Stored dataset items
-=-=-

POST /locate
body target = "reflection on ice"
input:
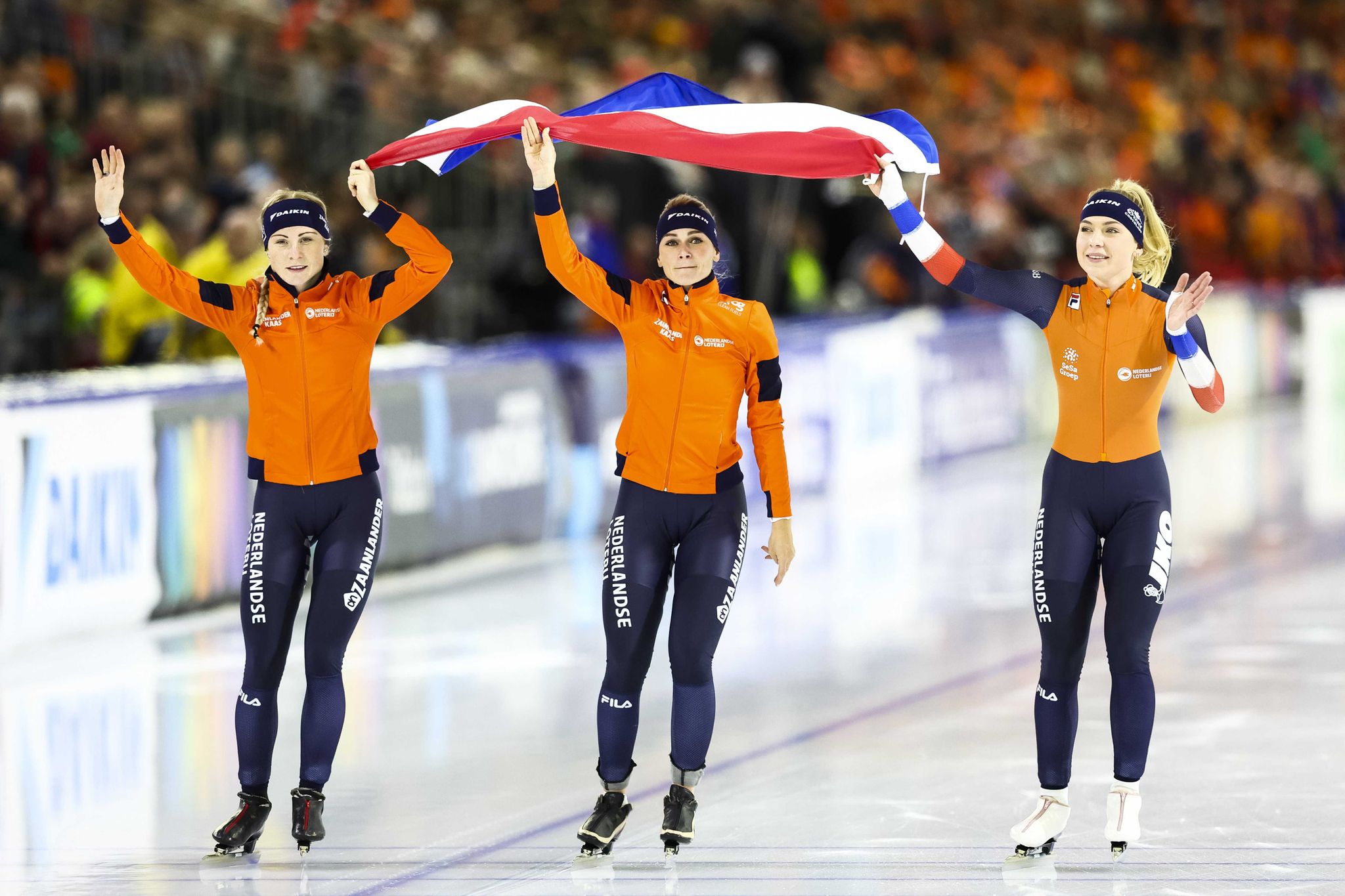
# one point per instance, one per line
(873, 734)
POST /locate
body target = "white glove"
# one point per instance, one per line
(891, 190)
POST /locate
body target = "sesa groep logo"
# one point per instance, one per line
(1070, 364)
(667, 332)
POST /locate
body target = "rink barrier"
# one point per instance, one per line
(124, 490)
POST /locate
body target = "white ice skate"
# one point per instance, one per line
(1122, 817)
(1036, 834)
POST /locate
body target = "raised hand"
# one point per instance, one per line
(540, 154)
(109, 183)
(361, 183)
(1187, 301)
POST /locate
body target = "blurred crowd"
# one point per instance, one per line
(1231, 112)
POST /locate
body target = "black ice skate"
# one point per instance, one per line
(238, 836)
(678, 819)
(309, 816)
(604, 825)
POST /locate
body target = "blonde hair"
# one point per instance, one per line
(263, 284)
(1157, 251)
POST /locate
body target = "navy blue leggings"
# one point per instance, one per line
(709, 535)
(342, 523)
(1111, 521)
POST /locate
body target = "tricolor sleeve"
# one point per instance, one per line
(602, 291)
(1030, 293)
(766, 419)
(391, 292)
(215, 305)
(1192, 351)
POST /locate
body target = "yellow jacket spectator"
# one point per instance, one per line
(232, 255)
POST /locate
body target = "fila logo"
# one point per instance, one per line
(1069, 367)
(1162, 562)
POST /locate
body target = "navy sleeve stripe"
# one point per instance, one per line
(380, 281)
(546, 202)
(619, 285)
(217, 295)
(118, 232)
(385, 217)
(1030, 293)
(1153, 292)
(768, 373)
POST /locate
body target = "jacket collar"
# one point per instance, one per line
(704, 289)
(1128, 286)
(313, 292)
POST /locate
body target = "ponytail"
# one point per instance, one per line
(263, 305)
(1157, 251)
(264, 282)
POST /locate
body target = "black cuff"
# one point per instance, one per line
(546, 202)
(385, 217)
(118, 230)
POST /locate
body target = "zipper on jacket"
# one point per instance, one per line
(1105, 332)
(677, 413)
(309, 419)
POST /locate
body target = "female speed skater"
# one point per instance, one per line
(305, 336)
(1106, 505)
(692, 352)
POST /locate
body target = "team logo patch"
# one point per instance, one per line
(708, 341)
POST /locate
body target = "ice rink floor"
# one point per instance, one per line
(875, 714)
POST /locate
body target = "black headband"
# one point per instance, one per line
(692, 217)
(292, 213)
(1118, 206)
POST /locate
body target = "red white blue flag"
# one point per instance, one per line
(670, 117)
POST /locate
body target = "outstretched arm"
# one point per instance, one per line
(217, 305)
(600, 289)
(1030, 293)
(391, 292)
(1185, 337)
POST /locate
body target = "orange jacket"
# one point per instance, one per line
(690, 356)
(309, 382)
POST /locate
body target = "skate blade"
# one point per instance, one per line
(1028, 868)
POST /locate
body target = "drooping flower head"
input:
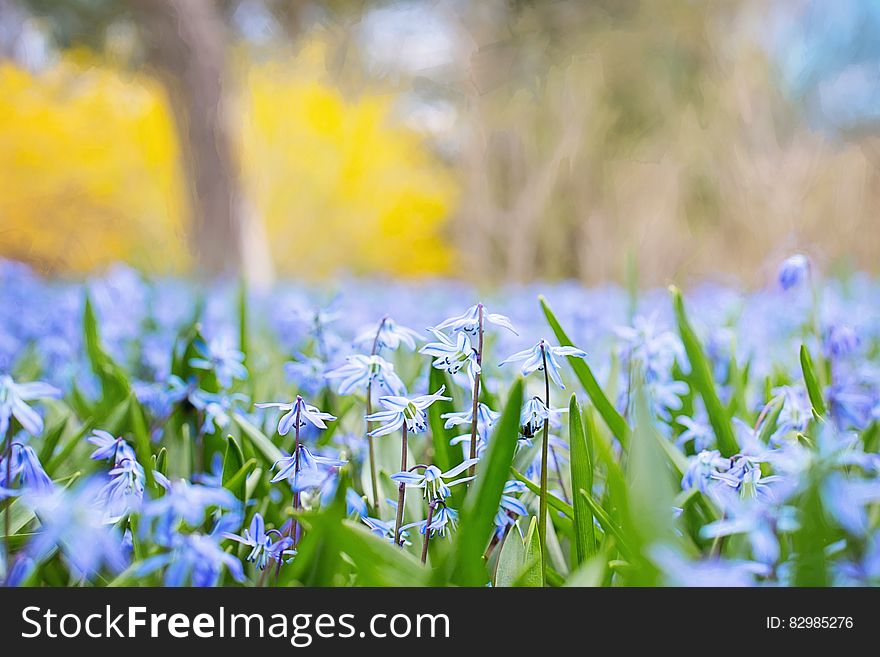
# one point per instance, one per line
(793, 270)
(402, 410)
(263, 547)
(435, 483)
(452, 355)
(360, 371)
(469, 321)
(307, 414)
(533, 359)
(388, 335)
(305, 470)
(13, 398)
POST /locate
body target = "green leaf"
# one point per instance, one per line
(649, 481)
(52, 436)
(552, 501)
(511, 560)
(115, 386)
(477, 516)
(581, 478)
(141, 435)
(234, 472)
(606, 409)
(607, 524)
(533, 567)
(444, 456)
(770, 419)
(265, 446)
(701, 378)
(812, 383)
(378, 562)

-=-=-

* [Problem to solve]:
Filter the records above, keeping each line that contains the word "logo".

* [Expected output]:
body target = "sesa groep logo"
body target = "fila logo"
body target = "team logo patch"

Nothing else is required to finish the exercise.